■ WORK INSTRUCTIONS: In the interview text below, what class did the speaker take in college to fill an art requirement?

── GIVEN TEXT ──

What was another writing-related job that was important in your career?
Being a reporter is great training for any writing job. You have to write on deadline whether you are “inspired” or not. You have to collect information fast, but be accurate. You have to deal with a variety of people, both inside and outside the paper. You learn to handle criticism—people won’t always like what you write, and they will be vocal about it. You are edited on a daily basis by— often blunt— editors. You sometimes write about topics you may not have ever heard of, so you have to find the people who can explain it to you and research it enough to write with some authority. You have to be careful that you get it right because people will call you out when you get it wrong. And you have to be able to write long features that you might get a month to work on, as well as be able to jump in a car, go to a fire, find the story, and come back and write an article within hours. It’s tough work and long hours and little pay. But it’s great when you uncover news, and it’s fun to see a story in print that you are really proud of.
What did you do in college to prepare for your post-grad life?
For a writer, any activity or class might come in handy, so I say mix it up. Find room in your schedule to take classes outside your degree. I wrote a series of articles about jazz music in Boston from an interest I developed in a jazz appreciation class that I took in college to fill an art requirement. For my current job, I draw on information I learned in a class I took in college on the history of nonviolence. Learning about new topics – and having to write about them – is a good skill to have. And you never know when you will discover a true passion.

───
── RECORD EXTRACTS ──

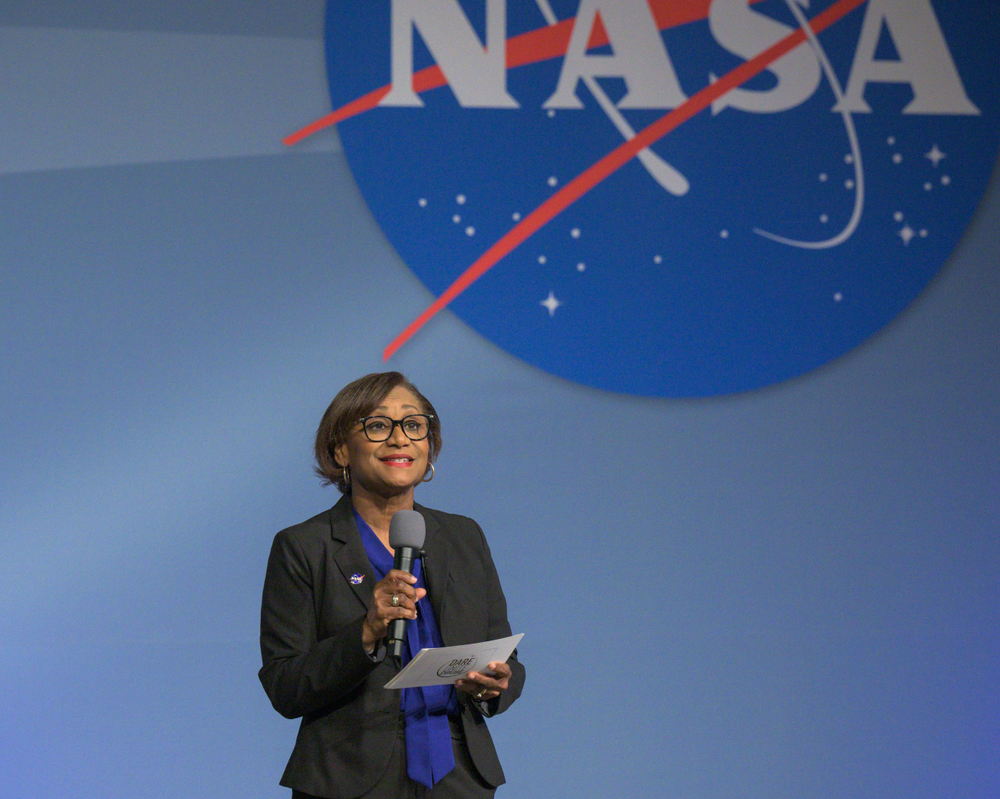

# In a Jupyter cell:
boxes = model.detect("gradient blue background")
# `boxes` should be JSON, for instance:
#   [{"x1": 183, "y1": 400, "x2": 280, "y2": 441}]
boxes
[{"x1": 0, "y1": 0, "x2": 1000, "y2": 799}]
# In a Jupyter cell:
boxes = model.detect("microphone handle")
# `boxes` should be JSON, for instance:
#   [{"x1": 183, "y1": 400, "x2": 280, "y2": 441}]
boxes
[{"x1": 386, "y1": 547, "x2": 420, "y2": 663}]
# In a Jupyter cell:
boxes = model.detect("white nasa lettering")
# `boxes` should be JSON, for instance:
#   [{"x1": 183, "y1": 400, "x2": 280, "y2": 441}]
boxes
[
  {"x1": 708, "y1": 0, "x2": 821, "y2": 114},
  {"x1": 542, "y1": 0, "x2": 688, "y2": 108},
  {"x1": 833, "y1": 0, "x2": 979, "y2": 115},
  {"x1": 379, "y1": 0, "x2": 519, "y2": 108},
  {"x1": 380, "y1": 0, "x2": 980, "y2": 115}
]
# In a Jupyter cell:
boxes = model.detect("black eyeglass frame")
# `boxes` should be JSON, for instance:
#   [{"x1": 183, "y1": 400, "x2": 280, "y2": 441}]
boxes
[{"x1": 358, "y1": 413, "x2": 434, "y2": 444}]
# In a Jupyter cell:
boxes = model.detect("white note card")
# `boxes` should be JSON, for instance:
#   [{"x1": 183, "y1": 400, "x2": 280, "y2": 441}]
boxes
[{"x1": 385, "y1": 633, "x2": 524, "y2": 688}]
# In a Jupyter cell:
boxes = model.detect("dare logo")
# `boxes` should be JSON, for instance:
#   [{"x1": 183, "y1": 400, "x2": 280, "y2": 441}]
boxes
[{"x1": 287, "y1": 0, "x2": 1000, "y2": 397}]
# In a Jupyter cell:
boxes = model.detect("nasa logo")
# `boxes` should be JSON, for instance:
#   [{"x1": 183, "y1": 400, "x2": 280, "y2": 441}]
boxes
[{"x1": 296, "y1": 0, "x2": 1000, "y2": 397}]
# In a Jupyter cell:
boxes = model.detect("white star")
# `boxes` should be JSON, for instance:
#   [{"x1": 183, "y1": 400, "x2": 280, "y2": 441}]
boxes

───

■ SOLUTION TO THE EXERCISE: A jazz appreciation class.